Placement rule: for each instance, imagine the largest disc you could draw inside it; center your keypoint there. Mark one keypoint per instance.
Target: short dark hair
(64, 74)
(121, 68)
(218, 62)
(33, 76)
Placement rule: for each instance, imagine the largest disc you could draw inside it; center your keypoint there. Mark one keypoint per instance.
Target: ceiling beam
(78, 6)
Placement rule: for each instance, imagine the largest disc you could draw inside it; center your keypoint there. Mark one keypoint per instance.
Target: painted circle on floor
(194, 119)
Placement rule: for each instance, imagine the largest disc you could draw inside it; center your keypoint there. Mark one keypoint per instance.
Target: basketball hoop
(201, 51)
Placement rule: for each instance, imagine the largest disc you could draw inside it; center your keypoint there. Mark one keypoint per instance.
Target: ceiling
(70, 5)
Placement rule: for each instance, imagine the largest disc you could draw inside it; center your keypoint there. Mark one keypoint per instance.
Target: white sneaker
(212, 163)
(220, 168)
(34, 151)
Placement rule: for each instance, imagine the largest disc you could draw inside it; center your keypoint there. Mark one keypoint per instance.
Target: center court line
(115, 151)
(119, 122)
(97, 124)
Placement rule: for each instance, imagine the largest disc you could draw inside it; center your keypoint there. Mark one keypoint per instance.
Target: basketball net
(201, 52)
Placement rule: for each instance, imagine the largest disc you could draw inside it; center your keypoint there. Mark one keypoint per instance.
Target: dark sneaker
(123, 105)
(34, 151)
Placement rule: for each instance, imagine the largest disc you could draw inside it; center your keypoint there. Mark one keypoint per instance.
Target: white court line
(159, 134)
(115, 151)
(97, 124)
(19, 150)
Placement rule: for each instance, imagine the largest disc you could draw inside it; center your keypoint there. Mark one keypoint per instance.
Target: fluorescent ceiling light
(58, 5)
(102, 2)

◆ ◆ ◆

### DIRECTIONS:
Having looked over the entries above, reproduce all of them exactly.

### SOLUTION FOR THIS PROBLEM:
Placement rule: for each instance, imagine the largest disc you could draw inside it; center your keypoint there. Mark one keypoint per instance.
Target: short dark hair
(64, 74)
(121, 68)
(218, 62)
(33, 76)
Placement rule: for each instance, imagine the largest disc you could draw inside it; center your keypoint there. Mark one keypoint per instance.
Target: ceiling beam
(78, 6)
Placement rule: for each instance, imagine the largest disc you could draw inside it; center your keypoint there. Mark one keypoint per instance.
Target: painted circle on floor
(194, 119)
Placement rule: for each instance, imagine the largest disc you could draw inside it; center your keypoint there. Mark one keypoint per instance.
Target: basketball hoop
(201, 51)
Placement rule: for each instance, imagine the largest disc you could draw inside it; center your keypoint there. Mark one keypoint per instance.
Target: ceiling
(70, 5)
Placement rule: for each instance, imagine the largest disc you could draw inside it; center your keypoint there. Mark one keypoint per instance.
Target: white sneaker
(212, 163)
(220, 168)
(34, 151)
Placement rule: for each instance, imagine the largest disc you could draw inside it; center your keypoint there. Mark one keypoint per instance.
Target: center court line
(115, 151)
(119, 122)
(97, 124)
Placement rule: for each instance, imagine the largest disc you could draw inside it; center your keypoint there. Mark one keypoint per instance.
Target: basketball net
(201, 52)
Placement rule: for each instance, imagine the largest disc you could draw inside it; center your keypoint there. Mark one keypoint per instance.
Target: dark sneaker
(123, 105)
(34, 151)
Placement rule: for each instance, imagine the largest disc you could draw inside it; center your keypoint there. Mark one keypoint per instance.
Target: white court line
(159, 134)
(115, 151)
(97, 124)
(19, 150)
Placement rule: for each instance, imagine the largest disc you could draw inside it; center your keypoint there. Mark one keypoint per instance.
Target: fluorescent ceiling light
(58, 5)
(102, 2)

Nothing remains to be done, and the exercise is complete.